» TEXT SECTION:
■ ■ ■

Financial Rehabilitation as an Alternative Loss Mitigating Strategy Amidst the COVID-19 Pandemic

Zyra G. Montefolca

In light of the implementation of various community quarantine measures brought about by the COVID-19 pandemic, many business establishments were either prevented from operating or permitted with limited operational capacity. As a result, many entrepreneurs incurred significant financial losses. Due to the uncertainty of the resolution of the pandemic, and to thwart further losses, many businesses were constrained to cease their operation and finally close.

However, it is worthy to note that the law provides for a remedy other than business closure.

Republic Act No. 10142, otherwise known as the Financial Rehabilitation and Insolvency Act of 2010 (FRIA) aims to encourage distressed business enterprises, including sole proprietorships, partnerships and corporations, as well as individual debtors, to undergo rehabilitation. The FRIA, however, is not applicable to banks or quasi-banks, insurance companies, and pre-need companies, which are governed by different laws and regulations.

■ ■ ■

» EXERCISE TASKS:
(a) In the article on financial rehabilitation, what is the full name of Republic Act No. 10142?
(b) Please say whether each statement agrees with the article on financial rehabilitation, and quote the words that decide it: (i) FRIA covers partnerships. (ii) FRIA applies to insurance companies. (iii) Under the quarantine measures, business establishments kept operating at full capacity.

» EXERCISE DATA:
■ ■ ■

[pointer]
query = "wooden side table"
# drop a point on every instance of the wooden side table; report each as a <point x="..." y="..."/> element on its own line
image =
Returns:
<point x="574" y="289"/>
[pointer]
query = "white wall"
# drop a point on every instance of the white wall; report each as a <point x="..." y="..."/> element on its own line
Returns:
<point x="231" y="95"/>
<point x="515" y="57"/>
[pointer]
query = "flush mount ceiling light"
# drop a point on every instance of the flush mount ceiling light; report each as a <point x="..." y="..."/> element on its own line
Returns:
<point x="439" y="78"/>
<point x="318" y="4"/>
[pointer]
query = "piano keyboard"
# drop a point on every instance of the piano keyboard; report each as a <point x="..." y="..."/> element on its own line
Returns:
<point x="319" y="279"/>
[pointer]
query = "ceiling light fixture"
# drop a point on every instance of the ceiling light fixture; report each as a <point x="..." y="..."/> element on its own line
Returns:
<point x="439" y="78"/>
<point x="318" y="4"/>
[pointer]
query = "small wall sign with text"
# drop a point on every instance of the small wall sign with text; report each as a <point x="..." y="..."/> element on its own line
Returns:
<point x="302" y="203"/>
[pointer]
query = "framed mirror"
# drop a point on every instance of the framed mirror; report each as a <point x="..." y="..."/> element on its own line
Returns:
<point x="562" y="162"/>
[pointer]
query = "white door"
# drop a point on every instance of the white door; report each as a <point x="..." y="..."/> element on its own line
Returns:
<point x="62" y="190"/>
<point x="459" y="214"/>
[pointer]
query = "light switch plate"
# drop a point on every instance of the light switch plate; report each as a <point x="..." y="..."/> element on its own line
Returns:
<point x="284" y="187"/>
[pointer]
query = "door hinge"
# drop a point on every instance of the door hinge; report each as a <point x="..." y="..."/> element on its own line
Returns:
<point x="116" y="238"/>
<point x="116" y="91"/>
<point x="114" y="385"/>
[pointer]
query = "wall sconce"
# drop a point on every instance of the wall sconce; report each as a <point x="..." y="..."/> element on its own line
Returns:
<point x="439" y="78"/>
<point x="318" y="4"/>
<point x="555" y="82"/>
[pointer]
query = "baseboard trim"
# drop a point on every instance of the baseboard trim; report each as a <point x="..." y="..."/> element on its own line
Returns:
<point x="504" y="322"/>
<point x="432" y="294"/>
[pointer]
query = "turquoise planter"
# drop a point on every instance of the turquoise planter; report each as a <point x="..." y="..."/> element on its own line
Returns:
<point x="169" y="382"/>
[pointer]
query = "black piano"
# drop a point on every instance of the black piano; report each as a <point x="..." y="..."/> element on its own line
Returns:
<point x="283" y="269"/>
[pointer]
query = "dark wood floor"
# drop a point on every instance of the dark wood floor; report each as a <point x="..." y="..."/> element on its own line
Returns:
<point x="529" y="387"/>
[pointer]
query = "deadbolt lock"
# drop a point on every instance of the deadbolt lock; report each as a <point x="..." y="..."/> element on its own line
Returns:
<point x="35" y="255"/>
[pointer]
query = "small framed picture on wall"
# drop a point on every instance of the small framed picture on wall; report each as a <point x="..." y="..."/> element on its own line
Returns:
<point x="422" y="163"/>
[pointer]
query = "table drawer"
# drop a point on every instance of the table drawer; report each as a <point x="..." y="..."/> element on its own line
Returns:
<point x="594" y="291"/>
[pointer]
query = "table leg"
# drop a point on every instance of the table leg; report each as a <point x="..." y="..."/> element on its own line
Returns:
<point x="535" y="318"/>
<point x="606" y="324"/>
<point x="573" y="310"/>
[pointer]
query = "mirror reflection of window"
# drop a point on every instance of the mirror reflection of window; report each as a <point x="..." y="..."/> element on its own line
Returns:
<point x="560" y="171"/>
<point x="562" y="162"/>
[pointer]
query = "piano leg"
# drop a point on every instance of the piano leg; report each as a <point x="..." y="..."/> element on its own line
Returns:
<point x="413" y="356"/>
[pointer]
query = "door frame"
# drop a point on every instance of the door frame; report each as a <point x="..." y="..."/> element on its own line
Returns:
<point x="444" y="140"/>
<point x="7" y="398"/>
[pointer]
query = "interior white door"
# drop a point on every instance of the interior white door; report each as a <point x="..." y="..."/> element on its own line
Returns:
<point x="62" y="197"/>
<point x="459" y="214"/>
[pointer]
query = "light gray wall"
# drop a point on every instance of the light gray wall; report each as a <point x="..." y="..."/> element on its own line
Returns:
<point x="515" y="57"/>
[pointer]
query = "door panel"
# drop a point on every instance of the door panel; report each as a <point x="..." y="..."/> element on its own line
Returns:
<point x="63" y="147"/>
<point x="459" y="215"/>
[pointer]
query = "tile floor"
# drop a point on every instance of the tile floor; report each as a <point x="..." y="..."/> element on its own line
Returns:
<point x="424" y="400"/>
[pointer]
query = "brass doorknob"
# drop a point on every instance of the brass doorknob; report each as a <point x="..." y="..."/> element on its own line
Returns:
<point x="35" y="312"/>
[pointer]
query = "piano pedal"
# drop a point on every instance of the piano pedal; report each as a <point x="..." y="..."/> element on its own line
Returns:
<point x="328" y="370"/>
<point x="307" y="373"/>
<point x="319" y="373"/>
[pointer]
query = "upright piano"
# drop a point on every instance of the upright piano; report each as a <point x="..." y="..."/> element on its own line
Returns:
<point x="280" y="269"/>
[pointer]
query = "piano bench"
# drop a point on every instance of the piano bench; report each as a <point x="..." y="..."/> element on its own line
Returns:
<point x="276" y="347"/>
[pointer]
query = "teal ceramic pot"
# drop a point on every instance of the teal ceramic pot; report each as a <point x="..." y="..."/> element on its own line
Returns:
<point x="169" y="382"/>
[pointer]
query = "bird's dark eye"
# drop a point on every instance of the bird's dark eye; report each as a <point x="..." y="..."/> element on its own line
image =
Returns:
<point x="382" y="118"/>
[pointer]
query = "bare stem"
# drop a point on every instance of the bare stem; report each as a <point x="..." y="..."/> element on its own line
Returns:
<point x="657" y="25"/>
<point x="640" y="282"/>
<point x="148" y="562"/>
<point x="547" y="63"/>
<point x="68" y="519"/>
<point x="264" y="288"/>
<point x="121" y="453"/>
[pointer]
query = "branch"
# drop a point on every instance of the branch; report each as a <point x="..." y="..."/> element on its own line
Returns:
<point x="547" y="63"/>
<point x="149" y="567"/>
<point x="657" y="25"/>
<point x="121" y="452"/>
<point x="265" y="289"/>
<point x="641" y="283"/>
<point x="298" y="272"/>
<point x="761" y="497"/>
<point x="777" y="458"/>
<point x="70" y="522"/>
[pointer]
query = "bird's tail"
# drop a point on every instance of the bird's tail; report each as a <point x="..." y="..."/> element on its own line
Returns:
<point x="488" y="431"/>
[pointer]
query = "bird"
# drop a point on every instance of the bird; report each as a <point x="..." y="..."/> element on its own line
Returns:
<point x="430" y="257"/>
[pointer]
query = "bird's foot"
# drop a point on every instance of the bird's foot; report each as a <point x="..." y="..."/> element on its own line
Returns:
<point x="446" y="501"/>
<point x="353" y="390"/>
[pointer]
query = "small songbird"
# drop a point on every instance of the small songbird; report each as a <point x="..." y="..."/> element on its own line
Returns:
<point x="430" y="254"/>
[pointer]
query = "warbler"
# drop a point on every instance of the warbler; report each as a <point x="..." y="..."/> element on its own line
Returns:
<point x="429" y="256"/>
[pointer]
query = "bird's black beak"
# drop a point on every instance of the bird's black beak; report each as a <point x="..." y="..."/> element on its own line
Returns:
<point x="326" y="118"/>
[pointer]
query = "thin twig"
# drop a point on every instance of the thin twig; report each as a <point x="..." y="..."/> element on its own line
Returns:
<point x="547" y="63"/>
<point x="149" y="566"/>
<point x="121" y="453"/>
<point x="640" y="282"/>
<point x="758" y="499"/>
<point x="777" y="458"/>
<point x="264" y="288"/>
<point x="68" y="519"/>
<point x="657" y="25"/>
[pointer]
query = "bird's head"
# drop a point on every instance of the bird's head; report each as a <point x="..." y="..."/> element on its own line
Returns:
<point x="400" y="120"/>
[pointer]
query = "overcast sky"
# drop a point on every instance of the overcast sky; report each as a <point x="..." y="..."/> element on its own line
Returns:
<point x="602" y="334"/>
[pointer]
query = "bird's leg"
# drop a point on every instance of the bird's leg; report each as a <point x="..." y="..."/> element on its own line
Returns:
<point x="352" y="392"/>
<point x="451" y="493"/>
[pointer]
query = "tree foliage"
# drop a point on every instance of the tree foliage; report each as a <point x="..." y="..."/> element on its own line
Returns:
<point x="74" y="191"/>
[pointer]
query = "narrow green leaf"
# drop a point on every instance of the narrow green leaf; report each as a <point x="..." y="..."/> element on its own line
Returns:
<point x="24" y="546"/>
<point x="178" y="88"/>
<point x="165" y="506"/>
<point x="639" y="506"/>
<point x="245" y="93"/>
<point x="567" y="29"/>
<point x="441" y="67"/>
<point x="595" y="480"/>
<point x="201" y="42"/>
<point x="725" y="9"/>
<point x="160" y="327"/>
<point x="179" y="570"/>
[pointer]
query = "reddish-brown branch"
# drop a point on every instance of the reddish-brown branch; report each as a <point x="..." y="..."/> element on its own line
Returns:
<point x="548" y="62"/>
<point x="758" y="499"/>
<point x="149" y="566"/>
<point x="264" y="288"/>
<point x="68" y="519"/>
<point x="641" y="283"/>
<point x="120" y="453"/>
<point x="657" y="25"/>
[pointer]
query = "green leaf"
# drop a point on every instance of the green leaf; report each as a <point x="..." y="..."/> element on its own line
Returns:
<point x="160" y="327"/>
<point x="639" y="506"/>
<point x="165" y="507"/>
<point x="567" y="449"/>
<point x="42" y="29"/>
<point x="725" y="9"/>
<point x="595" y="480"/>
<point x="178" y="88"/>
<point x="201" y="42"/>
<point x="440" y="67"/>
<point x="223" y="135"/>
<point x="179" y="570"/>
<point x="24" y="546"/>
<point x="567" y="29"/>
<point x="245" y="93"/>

■ ■ ■

» TASK SOLUTIONS:
(a) The Financial Rehabilitation and Insolvency Act of 2010 (FRIA).

(b)
(i) Yes: "including sole proprietorships, partnerships and corporations"
(ii) No: "is not applicable to banks or quasi-banks, insurance companies, and pre-need companies"
(iii) No: "many business establishments were either prevented from operating or permitted with limited operational capacity"